__GIVEN DATA__.
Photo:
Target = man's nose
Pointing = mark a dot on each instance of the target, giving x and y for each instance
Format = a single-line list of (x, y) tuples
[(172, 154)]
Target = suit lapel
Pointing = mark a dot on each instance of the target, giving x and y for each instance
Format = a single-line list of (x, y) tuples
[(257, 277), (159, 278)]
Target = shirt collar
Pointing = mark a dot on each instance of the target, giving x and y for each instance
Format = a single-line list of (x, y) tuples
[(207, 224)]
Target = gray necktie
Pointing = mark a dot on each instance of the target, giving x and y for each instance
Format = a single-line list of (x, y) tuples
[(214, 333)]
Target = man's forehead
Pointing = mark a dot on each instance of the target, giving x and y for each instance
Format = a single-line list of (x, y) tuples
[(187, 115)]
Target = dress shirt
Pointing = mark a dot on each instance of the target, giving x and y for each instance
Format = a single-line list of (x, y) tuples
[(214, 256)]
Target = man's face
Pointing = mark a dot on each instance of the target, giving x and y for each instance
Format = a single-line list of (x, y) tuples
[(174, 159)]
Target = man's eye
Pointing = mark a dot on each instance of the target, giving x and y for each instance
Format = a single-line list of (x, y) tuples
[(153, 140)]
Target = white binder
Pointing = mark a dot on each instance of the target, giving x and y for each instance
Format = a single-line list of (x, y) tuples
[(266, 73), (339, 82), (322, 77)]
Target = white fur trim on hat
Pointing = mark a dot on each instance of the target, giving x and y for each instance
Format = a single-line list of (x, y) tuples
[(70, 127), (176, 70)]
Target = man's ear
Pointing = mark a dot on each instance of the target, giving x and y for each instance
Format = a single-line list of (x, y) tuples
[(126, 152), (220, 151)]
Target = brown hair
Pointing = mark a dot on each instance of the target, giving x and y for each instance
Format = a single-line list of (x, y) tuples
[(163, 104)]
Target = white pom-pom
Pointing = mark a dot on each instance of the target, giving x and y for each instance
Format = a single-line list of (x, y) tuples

__WORK ORDER__. Return the full data above, line for line.

__ANSWER TO THE EXERCISE__.
Photo:
Target = man's nose
Pointing = mark a dot on each instance of the target, giving x and y for each instance
Format = a single-line list of (x, y) tuples
[(172, 154)]
Target = suit lapel
Pointing = mark a dot on each instance of the target, giving x and y for each instance
Format = a single-line list of (x, y) tuples
[(257, 277), (159, 278)]
Target = shirt collar
Pointing = mark a dot on each instance of the target, giving x and y for each instance
Format = a single-line list of (x, y) tuples
[(207, 224)]
Target = gray necktie
Pointing = mark a dot on each instance of the target, giving x and y for each instance
Format = a single-line list of (x, y) tuples
[(214, 333)]
Target = man's forehead
Pointing = mark a dot on each instance of the target, giving x and y for each instance
Format = a single-line list of (x, y) tuples
[(187, 115)]
Target = dress shirt
Pointing = mark a dot on each instance of the target, giving x and y for each instance
Format = a single-line list of (x, y) tuples
[(214, 256)]
Target = man's face
Pointing = mark a dot on each instance of the target, giving x and y for each instance
Format = a single-line list of (x, y) tuples
[(174, 159)]
Target = man's eye
Pointing = mark a dot on each instance of the target, giving x and y for each instance
Format = a single-line list of (x, y) tuples
[(153, 140)]
Target = white binder
Pointing = mark a dot on each instance of the target, giving x and y for each instance
Format = a single-line list of (x, y) tuples
[(266, 73), (339, 82), (322, 77)]
Target = white fur trim on hat
Pointing = mark a dot on each instance of the target, giving x and y for each instance
Format = a single-line list of (x, y) tuples
[(70, 127), (176, 70)]
Target = man's ear
Pointing = mark a dot on each instance of the target, giving x and y for each instance
Format = a single-line list of (x, y) tuples
[(126, 152), (220, 151)]
Target = brown hair
Pointing = mark a dot on each instance of the target, giving x and y for each instance
Format = a single-line list of (x, y) tuples
[(163, 104)]
Target = white pom-pom
Pointing = mark a dot on each instance of the target, giving x and y for each instance
Format = a single-line list of (x, y) tuples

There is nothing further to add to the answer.